◆ WHAT YOU SHOULD DO
Can you resume the passage about Akuti the rhino's pregnancy at Zoo Miami, writing on from its final sentence?

◆ EXTRACT TO READ
The 6-year-old rhino named Akuti was artificially inseminated on January 9th. If Akuti brings the pregnancy to term, it will be the first time in the U.S. that a greater one-horned rhino gives birth to a calf conceived through induced ovulation.
According to Magill, the pregnancy was initially confirmed on March 24 through a rectal ultrasound, but it wasn't until recently that zoo staff members could indisputably confirm that Akuti had in fact conceived and the pregnancy was progressing normally.
Akuti, which means princess in Hindi, was born at the San Diego Zoo Safari Park on January 20th, 2012. She arrived at Zoo Miami in December 2015 and this is her first pregnancy. As the gestation period is close to 16 months, Akuti is due to give birth sometime in April 2019. Magill said the father of the expected baby is "Suru," a 17-year-old rhino also born at the San Diego Zoo. Magill also said that Suru arrived at Zoo Miami back in 2003.
Suru's sperm was also used to inseminate a rhino at Buffalo Zoo, who is also expecting. The animal has two previous offspring at Zoo Miami, which currently has four female baby one-horned rhinos. Magill said the fetus's ribs, backbone and strong beating heart can now be seen via ultrasound.

◆ DATA LISTING
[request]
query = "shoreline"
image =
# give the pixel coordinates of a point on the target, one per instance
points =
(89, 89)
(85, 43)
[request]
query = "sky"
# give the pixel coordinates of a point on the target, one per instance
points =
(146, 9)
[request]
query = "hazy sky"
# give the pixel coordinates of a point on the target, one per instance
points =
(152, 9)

--

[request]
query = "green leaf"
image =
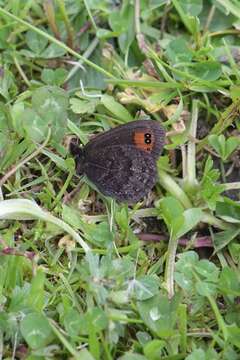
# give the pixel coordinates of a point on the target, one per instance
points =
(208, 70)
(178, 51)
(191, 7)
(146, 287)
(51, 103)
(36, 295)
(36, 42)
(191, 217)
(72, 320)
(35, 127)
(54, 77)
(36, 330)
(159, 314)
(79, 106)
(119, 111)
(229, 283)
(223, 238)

◆ ANSWER TO THE PROBLEM
The greater one-horned rhino (or “Indian rhino”) is the largest of the rhino species. Once widespread across the entire northern part of the Indian sub-continent, rhino populations plummeted as they were hunted for sport or killed as agricultural pests. This pushed the species very close to extinction and by the end of the 20th century, fewer than 200 animals remained.
The greater one-horned rhino is identified by a single black horn about 8-25 inches long and a grey-brown hide with skin folds, which gives it an armor-plated appearance. According to Magill, the horn is believed by some to have medicinal powers and is used by some cultures as status-defining dagger handles. The greater one-horned rhino is among one of the world's largest rhinos, with males exceeding 4,000 pounds.